== Task goal ==
Only the lines from the one containing "Target: white long-sleeve shirt" to the end of the material are to be copied, exactly and in full; images stay out.

[Entries taken from a collection]
________________________

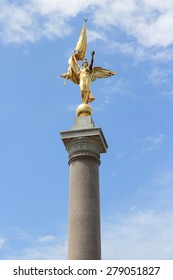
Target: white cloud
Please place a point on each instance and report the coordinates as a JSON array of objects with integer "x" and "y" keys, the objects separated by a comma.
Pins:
[
  {"x": 2, "y": 241},
  {"x": 46, "y": 247},
  {"x": 140, "y": 20}
]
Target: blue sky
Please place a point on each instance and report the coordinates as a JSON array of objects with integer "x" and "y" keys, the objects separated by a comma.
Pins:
[{"x": 133, "y": 108}]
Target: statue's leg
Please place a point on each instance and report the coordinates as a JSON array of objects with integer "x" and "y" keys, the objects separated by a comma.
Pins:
[{"x": 90, "y": 97}]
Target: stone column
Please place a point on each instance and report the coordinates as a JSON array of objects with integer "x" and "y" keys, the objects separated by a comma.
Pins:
[{"x": 84, "y": 144}]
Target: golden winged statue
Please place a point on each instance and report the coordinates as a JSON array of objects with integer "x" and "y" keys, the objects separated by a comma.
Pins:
[{"x": 85, "y": 75}]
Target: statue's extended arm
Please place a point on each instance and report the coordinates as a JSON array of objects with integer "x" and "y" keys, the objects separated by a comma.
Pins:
[{"x": 92, "y": 60}]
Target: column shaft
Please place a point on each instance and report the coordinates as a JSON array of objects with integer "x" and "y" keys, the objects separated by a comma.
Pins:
[{"x": 84, "y": 210}]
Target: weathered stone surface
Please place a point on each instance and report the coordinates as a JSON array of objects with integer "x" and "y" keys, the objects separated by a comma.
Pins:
[{"x": 84, "y": 144}]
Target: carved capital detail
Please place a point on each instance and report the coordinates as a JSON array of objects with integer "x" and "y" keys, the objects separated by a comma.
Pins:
[{"x": 83, "y": 147}]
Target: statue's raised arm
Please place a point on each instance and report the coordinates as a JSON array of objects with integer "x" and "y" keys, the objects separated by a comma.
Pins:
[{"x": 84, "y": 75}]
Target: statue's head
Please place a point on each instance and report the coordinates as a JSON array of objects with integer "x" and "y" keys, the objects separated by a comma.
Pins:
[{"x": 85, "y": 63}]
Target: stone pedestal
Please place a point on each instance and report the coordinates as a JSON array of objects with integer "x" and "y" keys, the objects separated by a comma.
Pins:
[{"x": 84, "y": 143}]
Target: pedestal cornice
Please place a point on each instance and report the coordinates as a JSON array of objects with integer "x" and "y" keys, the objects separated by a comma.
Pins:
[{"x": 84, "y": 143}]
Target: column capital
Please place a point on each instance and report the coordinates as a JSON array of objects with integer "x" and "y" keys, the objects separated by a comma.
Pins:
[{"x": 88, "y": 142}]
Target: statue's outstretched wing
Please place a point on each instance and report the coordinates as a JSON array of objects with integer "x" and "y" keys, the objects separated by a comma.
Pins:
[
  {"x": 72, "y": 76},
  {"x": 72, "y": 73},
  {"x": 99, "y": 72}
]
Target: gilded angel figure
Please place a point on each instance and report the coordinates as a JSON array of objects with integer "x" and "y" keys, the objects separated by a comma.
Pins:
[{"x": 85, "y": 75}]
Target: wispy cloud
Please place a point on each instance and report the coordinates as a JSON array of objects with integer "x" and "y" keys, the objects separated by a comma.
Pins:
[
  {"x": 150, "y": 143},
  {"x": 46, "y": 247},
  {"x": 35, "y": 19}
]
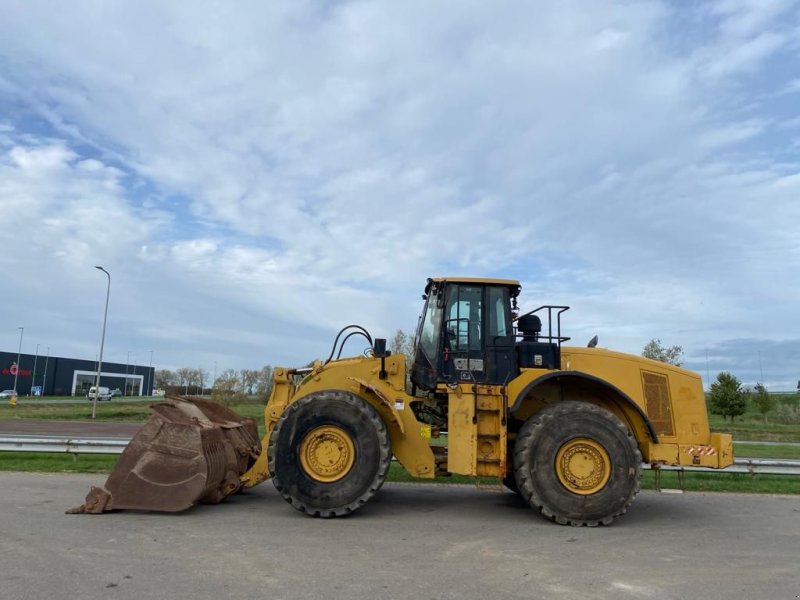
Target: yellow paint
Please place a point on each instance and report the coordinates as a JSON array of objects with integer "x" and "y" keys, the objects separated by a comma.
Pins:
[
  {"x": 583, "y": 466},
  {"x": 477, "y": 440},
  {"x": 327, "y": 453}
]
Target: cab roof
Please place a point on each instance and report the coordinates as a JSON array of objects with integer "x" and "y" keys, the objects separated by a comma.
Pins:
[{"x": 511, "y": 283}]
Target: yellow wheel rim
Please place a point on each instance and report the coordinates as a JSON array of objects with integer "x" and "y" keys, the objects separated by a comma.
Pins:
[
  {"x": 583, "y": 466},
  {"x": 327, "y": 453}
]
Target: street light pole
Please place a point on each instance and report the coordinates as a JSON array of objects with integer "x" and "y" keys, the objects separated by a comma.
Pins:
[
  {"x": 44, "y": 377},
  {"x": 147, "y": 385},
  {"x": 127, "y": 366},
  {"x": 33, "y": 378},
  {"x": 19, "y": 353},
  {"x": 102, "y": 343}
]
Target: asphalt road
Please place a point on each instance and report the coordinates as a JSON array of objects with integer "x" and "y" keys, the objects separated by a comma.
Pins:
[{"x": 411, "y": 541}]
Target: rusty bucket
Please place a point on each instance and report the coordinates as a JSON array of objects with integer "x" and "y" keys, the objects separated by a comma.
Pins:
[{"x": 191, "y": 450}]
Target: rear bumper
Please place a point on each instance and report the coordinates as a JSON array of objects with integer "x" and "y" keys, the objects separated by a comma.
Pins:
[{"x": 716, "y": 454}]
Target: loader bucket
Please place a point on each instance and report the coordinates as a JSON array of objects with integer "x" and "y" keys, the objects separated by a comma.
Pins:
[{"x": 191, "y": 450}]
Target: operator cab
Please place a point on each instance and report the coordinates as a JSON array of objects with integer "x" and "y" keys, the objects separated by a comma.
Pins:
[{"x": 466, "y": 334}]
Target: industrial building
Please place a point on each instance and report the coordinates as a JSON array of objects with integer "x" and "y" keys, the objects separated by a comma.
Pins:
[{"x": 58, "y": 376}]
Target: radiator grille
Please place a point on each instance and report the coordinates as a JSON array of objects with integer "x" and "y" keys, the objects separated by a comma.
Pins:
[{"x": 658, "y": 403}]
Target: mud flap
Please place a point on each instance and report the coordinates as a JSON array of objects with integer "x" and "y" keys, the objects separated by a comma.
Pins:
[{"x": 191, "y": 450}]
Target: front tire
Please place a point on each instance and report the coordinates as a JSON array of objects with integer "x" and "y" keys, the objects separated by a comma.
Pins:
[
  {"x": 577, "y": 464},
  {"x": 329, "y": 453}
]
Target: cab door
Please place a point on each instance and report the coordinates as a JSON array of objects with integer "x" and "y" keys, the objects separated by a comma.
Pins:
[{"x": 463, "y": 358}]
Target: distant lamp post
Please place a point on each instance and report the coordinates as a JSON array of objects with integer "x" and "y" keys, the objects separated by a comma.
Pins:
[
  {"x": 102, "y": 343},
  {"x": 33, "y": 378},
  {"x": 19, "y": 354},
  {"x": 44, "y": 377},
  {"x": 147, "y": 385}
]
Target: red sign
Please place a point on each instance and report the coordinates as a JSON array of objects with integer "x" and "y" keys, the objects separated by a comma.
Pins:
[{"x": 14, "y": 370}]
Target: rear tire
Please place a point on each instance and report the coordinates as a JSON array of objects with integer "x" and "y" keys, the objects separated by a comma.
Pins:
[
  {"x": 329, "y": 453},
  {"x": 577, "y": 464}
]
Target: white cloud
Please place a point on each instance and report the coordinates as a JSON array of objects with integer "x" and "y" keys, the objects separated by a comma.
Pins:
[{"x": 260, "y": 176}]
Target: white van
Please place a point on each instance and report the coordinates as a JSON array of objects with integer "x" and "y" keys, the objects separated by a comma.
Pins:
[{"x": 104, "y": 394}]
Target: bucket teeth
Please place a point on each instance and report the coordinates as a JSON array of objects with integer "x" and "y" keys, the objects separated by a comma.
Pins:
[{"x": 191, "y": 450}]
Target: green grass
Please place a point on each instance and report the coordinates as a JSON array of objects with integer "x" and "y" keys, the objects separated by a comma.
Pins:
[
  {"x": 750, "y": 426},
  {"x": 743, "y": 449},
  {"x": 51, "y": 462},
  {"x": 114, "y": 411},
  {"x": 102, "y": 464},
  {"x": 726, "y": 482}
]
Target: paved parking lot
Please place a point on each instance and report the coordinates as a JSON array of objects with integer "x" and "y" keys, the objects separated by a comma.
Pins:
[{"x": 411, "y": 541}]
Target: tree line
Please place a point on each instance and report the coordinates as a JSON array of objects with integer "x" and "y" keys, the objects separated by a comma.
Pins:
[{"x": 189, "y": 381}]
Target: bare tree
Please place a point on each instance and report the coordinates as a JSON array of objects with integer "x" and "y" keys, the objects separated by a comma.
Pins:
[
  {"x": 264, "y": 383},
  {"x": 656, "y": 351},
  {"x": 184, "y": 378},
  {"x": 164, "y": 378},
  {"x": 202, "y": 379},
  {"x": 402, "y": 343},
  {"x": 249, "y": 380}
]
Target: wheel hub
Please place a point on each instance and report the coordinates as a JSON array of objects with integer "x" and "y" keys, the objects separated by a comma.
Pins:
[
  {"x": 327, "y": 453},
  {"x": 583, "y": 466}
]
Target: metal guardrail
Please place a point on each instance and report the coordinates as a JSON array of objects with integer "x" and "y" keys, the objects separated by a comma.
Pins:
[
  {"x": 69, "y": 445},
  {"x": 107, "y": 445}
]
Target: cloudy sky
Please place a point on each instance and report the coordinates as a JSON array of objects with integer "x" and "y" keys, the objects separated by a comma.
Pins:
[{"x": 257, "y": 175}]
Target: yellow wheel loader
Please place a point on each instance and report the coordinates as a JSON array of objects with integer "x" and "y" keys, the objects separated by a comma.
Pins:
[{"x": 489, "y": 393}]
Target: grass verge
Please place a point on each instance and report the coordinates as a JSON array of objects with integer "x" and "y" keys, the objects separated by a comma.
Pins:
[{"x": 696, "y": 482}]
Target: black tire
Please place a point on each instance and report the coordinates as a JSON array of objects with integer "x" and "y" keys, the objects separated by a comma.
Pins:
[
  {"x": 569, "y": 493},
  {"x": 360, "y": 444}
]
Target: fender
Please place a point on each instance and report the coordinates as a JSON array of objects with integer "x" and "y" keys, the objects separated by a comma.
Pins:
[{"x": 556, "y": 375}]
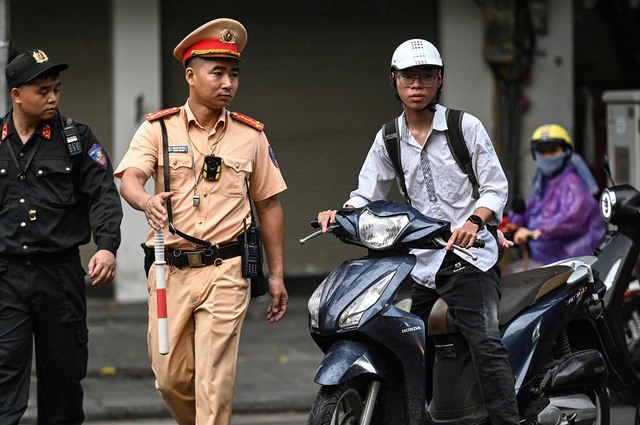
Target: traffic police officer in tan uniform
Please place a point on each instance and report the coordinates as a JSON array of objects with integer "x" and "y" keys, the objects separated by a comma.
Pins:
[
  {"x": 56, "y": 188},
  {"x": 206, "y": 303}
]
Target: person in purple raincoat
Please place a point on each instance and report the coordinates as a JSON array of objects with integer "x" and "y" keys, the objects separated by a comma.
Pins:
[{"x": 561, "y": 217}]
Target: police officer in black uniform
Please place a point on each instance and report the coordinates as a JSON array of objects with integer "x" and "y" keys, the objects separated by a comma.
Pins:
[{"x": 56, "y": 188}]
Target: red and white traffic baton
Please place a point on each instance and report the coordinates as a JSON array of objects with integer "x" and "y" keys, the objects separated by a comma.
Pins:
[{"x": 161, "y": 293}]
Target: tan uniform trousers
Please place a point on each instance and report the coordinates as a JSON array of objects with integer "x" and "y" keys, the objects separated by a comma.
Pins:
[{"x": 205, "y": 310}]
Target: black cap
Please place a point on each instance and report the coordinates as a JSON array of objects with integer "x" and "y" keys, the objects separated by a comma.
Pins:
[{"x": 30, "y": 65}]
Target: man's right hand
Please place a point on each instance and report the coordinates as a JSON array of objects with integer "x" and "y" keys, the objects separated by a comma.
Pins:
[{"x": 155, "y": 210}]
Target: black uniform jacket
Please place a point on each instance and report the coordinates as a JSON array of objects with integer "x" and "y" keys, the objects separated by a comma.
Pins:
[{"x": 52, "y": 200}]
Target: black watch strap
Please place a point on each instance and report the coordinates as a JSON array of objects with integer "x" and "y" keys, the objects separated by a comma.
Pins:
[{"x": 476, "y": 220}]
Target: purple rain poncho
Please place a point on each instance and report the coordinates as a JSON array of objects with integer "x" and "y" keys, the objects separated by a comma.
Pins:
[{"x": 567, "y": 215}]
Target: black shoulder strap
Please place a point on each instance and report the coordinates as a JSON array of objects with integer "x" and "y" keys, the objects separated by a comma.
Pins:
[
  {"x": 458, "y": 148},
  {"x": 392, "y": 142},
  {"x": 167, "y": 188}
]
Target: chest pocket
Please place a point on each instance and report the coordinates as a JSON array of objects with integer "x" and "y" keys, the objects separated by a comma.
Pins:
[
  {"x": 54, "y": 181},
  {"x": 232, "y": 175},
  {"x": 180, "y": 172}
]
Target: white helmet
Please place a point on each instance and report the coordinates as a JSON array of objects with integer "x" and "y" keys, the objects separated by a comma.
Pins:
[{"x": 415, "y": 52}]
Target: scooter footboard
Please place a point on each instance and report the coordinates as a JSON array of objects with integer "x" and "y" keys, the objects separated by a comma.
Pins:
[{"x": 346, "y": 360}]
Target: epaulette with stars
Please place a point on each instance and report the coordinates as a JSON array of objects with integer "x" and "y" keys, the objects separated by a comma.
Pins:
[
  {"x": 163, "y": 113},
  {"x": 245, "y": 119}
]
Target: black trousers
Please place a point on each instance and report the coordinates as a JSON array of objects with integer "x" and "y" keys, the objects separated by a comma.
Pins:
[
  {"x": 473, "y": 297},
  {"x": 43, "y": 301}
]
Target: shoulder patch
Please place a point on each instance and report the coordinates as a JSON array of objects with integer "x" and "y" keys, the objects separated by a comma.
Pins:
[
  {"x": 247, "y": 120},
  {"x": 163, "y": 113}
]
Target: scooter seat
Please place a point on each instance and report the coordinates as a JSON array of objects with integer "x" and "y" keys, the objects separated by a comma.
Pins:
[{"x": 518, "y": 290}]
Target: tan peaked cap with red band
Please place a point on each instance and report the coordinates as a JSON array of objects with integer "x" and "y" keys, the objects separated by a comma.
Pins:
[{"x": 222, "y": 37}]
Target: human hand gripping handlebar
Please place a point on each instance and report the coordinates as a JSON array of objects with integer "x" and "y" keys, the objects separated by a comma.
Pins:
[
  {"x": 161, "y": 294},
  {"x": 439, "y": 241}
]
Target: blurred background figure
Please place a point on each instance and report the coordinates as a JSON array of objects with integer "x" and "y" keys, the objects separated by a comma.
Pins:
[{"x": 561, "y": 218}]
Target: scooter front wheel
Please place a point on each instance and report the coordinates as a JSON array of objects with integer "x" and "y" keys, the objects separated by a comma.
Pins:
[{"x": 338, "y": 404}]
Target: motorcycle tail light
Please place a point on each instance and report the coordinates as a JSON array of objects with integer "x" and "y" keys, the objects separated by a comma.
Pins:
[{"x": 380, "y": 232}]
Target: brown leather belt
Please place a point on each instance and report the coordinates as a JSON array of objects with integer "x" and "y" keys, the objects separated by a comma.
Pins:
[{"x": 200, "y": 258}]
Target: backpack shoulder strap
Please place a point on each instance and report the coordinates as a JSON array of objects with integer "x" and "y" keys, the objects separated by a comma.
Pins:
[
  {"x": 458, "y": 148},
  {"x": 392, "y": 143}
]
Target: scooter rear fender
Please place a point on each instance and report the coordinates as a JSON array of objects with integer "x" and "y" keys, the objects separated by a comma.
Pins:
[{"x": 347, "y": 359}]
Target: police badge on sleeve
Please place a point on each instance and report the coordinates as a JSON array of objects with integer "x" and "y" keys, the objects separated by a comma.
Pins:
[{"x": 98, "y": 155}]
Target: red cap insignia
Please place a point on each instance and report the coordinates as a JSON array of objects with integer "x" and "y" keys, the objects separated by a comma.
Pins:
[
  {"x": 247, "y": 120},
  {"x": 163, "y": 113},
  {"x": 46, "y": 131}
]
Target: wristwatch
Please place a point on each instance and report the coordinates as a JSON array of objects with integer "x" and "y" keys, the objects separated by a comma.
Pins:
[{"x": 476, "y": 220}]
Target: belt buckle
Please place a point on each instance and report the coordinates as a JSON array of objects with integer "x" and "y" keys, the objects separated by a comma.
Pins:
[{"x": 194, "y": 259}]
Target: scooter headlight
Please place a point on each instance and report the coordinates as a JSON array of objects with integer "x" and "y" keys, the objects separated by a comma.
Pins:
[
  {"x": 351, "y": 316},
  {"x": 314, "y": 304},
  {"x": 380, "y": 232}
]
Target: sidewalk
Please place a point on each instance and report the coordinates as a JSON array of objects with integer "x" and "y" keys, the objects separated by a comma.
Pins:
[{"x": 277, "y": 363}]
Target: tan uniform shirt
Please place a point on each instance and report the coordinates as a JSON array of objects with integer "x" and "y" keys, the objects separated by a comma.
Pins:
[{"x": 245, "y": 153}]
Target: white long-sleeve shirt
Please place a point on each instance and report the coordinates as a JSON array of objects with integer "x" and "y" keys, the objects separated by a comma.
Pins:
[{"x": 451, "y": 195}]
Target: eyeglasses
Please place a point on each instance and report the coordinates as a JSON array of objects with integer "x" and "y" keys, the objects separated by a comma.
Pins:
[{"x": 425, "y": 80}]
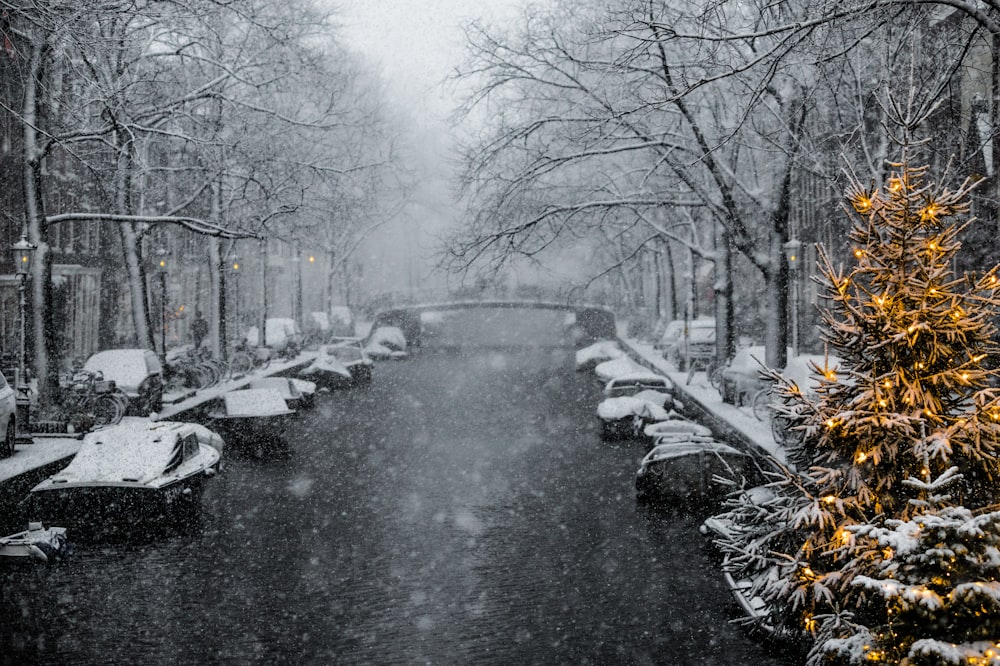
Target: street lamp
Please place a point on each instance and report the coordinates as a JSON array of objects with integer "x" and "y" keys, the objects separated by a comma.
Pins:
[
  {"x": 234, "y": 262},
  {"x": 297, "y": 263},
  {"x": 792, "y": 250},
  {"x": 262, "y": 331},
  {"x": 160, "y": 266},
  {"x": 23, "y": 251}
]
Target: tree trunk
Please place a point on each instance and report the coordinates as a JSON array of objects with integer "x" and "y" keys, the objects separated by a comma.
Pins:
[
  {"x": 46, "y": 371},
  {"x": 723, "y": 287}
]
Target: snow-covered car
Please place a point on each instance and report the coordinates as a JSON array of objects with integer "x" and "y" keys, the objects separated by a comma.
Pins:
[
  {"x": 633, "y": 382},
  {"x": 342, "y": 321},
  {"x": 741, "y": 377},
  {"x": 693, "y": 343},
  {"x": 282, "y": 335},
  {"x": 625, "y": 417},
  {"x": 686, "y": 471},
  {"x": 351, "y": 353},
  {"x": 616, "y": 367},
  {"x": 386, "y": 342},
  {"x": 602, "y": 350},
  {"x": 136, "y": 372},
  {"x": 287, "y": 387},
  {"x": 326, "y": 371},
  {"x": 674, "y": 429}
]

________________________

== Right answer ==
Target: white long-sleeve shirt
Please place a point on each instance and report the coordinates as a JSON array of objects with integer "x" and "y" keys, the objects separated by a comma.
Pins:
[{"x": 451, "y": 195}]
Target: eyeglasses
Please place a point on each instance and report the coordinates as a JSON array of objects with integer "x" and "y" keys, the objects separated by a comma.
Pins:
[{"x": 425, "y": 80}]
Target: street lamp
Please place a point on each instance and report the coordinates as a JSON array of objects with integer "x" and "y" keys, the objects separated by a comma.
Pins:
[
  {"x": 234, "y": 262},
  {"x": 297, "y": 263},
  {"x": 792, "y": 250},
  {"x": 262, "y": 331},
  {"x": 160, "y": 266},
  {"x": 23, "y": 251}
]
Target: tree trunk
Please place a point on each instance and report the coordinates as a JSON array of objects with integer "x" and "y" keys, the objects separated by a comma.
Pins:
[
  {"x": 46, "y": 371},
  {"x": 723, "y": 287}
]
Target: snow-covered car
Please place a point on each instance and report the coordinates as a JSON array of objects with integer "x" and "y" keys, the objects separated by a comma.
Pins:
[
  {"x": 633, "y": 382},
  {"x": 342, "y": 321},
  {"x": 741, "y": 377},
  {"x": 693, "y": 343},
  {"x": 282, "y": 335},
  {"x": 625, "y": 417},
  {"x": 686, "y": 471},
  {"x": 351, "y": 353},
  {"x": 616, "y": 367},
  {"x": 386, "y": 342},
  {"x": 602, "y": 350},
  {"x": 136, "y": 372},
  {"x": 287, "y": 387},
  {"x": 326, "y": 371},
  {"x": 674, "y": 429}
]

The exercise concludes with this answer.